→ **EXTRACT**
=====

It's tempting to say that the reason I'm with Josh is something as simple as the two of us both having disadvantages: me being trans and him being neuroatypical. But this idea turns love into a simple matter of economics — your match is only as good as you yourself are worth — and I don't think I'm being over-romantic in believing that my love for him goes far deeper than that.
Josh is the first person I’ve dated who I feel like I can be fully myself with, in large part because I know that he routinely tunes out other people’s judgments. What’s widely perceived as a disadvantage — finding it difficult to read social cues — also means that Josh isn’t preoccupied with how other people feel about his association with me. What matters most to him is the rapport between the two of us.
Having lived most of my life inordinately concerned with how other people see me, being with Josh allows me to understand that what matters is not other people’s perceptions, but the reality I actually experience with him. In this image-driven, media-saturated world, which Josh pays little attention to, he constantly reminds me that it’s more important for us to be happy than to look happy, for us to feel attractive to ourselves than for other people to perceive us as attractive, for us not to conform to society’s prescribed expectations of who to be and how to act.
Of course, our relationship isn’t perfect, and there have been times when Josh’s neuroatypicality has come between us. I once went out to dim sum with him and a couple of close friends, and I wanted him to make a good impression. I’ve mentioned to Josh that it’s good to maintain eye contact, and to try to pay attention even when you’re not particularly interested in what someone’s talking about, a nonverbal cue he’s had a hard time grasping.
Josh was fine for the first 30 minutes, but when we started talking about neighborhoods in New York, one of my friends wondered aloud what the most expensive areas are. Josh pulled out his phone to check Wikipedia and, as he tends to do, ended up spending the rest of the meal staring at his phone, only minimally paying attention to the conversation.
I felt this ingrained fear of how his behavior might reflect badly on me because of our association, and how my friends would perceive me having an inattentive boyfriend. But I learned from his example that I shouldn’t be overly concerned about the judgment of others, just like he has never made me feel like he cares how other people judge him because his girlfriend is trans. In the grand scheme of things, it didn’t really matter that he needed to do something else because he was getting bored, since his ADD made it hard for him to concentrate for long periods of time. Josh may give the impression of not paying attention, but in reality, no one else has ever perceived or understood me better.
Those who date neuroatypical people are often applauded for their charity, and the same is true for those who date trans people. But I’m not with Josh because I’m this overly generous creature who overlooks his neuroatypicality and is therefore deserving of a prize. I’m with him because I fell in love with him as a whole person, including the aspect of his mind that is distinct from most other people’s. What society sees as a disorder, I see as a big part of why the two of us are so good for each other. Just as I don’t think anyone should be considered brave for dating a trans person, I don’t consider myself special for loving someone neuroatypical. I consider myself lucky that he loves me back.

=====

→ **GIVEN DATA**

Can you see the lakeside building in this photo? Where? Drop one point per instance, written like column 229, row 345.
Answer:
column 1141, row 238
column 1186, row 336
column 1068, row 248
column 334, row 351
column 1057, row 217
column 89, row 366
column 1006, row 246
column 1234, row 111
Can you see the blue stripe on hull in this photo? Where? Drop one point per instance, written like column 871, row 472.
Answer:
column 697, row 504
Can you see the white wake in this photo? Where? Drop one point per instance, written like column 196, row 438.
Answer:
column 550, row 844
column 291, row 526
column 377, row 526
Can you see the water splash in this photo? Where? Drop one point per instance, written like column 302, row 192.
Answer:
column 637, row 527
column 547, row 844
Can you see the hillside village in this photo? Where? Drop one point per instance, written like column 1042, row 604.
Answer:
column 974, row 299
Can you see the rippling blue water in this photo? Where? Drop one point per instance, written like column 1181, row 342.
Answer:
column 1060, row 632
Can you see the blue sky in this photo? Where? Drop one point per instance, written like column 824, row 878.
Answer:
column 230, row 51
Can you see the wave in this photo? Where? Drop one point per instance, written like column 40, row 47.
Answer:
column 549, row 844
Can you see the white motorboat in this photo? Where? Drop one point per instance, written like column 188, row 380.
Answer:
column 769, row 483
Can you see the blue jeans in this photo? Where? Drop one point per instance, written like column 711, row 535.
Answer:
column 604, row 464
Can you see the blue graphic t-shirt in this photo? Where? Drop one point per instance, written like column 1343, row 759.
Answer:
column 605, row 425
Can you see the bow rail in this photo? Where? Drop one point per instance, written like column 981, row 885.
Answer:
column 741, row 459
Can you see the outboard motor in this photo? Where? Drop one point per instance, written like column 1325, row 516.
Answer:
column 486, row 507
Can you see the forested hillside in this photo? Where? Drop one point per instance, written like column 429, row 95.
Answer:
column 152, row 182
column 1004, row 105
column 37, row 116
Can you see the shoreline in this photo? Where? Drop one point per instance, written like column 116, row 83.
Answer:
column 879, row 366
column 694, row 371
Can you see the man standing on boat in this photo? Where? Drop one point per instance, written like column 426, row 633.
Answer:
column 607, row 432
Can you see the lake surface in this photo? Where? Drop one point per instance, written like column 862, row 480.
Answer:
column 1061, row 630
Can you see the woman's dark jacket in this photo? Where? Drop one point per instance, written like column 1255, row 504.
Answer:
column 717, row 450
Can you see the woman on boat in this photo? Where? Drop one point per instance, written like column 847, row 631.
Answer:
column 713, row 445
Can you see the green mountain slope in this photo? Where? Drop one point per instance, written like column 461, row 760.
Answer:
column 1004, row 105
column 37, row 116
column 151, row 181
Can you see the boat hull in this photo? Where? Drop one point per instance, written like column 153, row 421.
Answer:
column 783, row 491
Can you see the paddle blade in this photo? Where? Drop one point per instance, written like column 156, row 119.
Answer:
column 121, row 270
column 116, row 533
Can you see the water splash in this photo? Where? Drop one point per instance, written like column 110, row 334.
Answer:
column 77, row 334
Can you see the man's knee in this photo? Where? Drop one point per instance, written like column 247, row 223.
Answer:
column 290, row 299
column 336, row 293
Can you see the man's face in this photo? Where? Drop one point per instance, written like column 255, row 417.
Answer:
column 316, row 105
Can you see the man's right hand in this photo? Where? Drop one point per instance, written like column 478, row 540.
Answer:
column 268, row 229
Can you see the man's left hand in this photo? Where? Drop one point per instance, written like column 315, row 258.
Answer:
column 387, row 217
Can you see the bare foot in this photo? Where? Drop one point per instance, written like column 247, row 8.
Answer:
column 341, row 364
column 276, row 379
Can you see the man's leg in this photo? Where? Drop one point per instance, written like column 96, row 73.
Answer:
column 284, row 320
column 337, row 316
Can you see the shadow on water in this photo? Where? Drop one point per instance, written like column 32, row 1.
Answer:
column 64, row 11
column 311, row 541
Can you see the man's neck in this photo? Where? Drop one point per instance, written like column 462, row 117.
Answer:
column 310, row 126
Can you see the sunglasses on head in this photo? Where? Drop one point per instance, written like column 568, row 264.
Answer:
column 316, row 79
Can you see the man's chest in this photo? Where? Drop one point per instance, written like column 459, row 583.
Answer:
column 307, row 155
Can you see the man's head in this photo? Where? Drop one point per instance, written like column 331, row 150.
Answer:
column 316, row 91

=====

Rewrite the essay about loving Josh from "Those who date neuroatypical" down to "loves me back.", swapping "applauded" for "praised".

→ **CORRECT RESPONSE**
Those who date neuroatypical people are often praised for their charity, and the same is true for those who date trans people. But I’m not with Josh because I’m this overly generous creature who overlooks his neuroatypicality and is therefore deserving of a prize. I’m with him because I fell in love with him as a whole person, including the aspect of his mind that is distinct from most other people’s. What society sees as a disorder, I see as a big part of why the two of us are so good for each other. Just as I don’t think anyone should be considered brave for dating a trans person, I don’t consider myself special for loving someone neuroatypical. I consider myself lucky that he loves me back.